● Task details
Reproduce the whole listing exactly, omitting any picture it holds.

● Data under study
*** Block opens ***
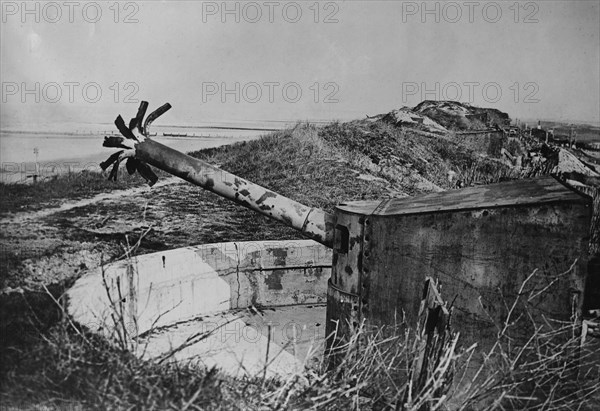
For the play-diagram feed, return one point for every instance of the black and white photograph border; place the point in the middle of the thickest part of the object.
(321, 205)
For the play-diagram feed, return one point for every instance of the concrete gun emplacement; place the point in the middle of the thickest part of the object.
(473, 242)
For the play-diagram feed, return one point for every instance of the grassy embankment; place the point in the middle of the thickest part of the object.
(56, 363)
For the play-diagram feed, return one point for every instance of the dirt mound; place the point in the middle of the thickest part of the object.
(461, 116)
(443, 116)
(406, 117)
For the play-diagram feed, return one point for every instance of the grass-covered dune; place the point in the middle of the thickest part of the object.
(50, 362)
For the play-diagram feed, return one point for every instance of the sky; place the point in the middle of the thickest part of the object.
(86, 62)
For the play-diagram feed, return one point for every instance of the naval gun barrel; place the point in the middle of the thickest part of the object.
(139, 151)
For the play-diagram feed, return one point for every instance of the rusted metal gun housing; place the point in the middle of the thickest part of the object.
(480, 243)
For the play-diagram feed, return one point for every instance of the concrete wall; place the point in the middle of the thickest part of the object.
*** Block closes ***
● The completed task
For the play-diagram feed, return one point for every instance of the black and white photograph border; place the point in the middle of the thickest part of the object.
(321, 205)
For the play-diagram feed, return one point for every instance of the concrete gun emplacement; place the point in the middle of the thickest part of the object.
(473, 242)
For the play-diagram feed, return one point for every instance of the grassy embankment; place the point in the middle of the thickest part of the object.
(56, 363)
For the play-diagram feed, return one point for every instance of the dirt mound; place the point in the middle of the thickest part of the object.
(461, 116)
(443, 116)
(406, 117)
For the play-diagram feed, return one point for every instance of the grass-covered dune; place the point in the middle of the thickest part of the object.
(50, 362)
For the play-diagram feed, return one point for every instance of the sky; place the point in the middle of the thickest part of the object.
(86, 62)
For the play-diagram feed, return one point for every instance of the naval gun barrel; place the point in the middle of the thickest part of the object.
(139, 151)
For the play-diagram feed, return one point for every instance of the rusted metal gun housing; place the point in the middle of the thickest part of the object.
(480, 243)
For the play-diagram feed, return one point for every instance of the concrete wall; place the point in the middle of the thickest part of the object.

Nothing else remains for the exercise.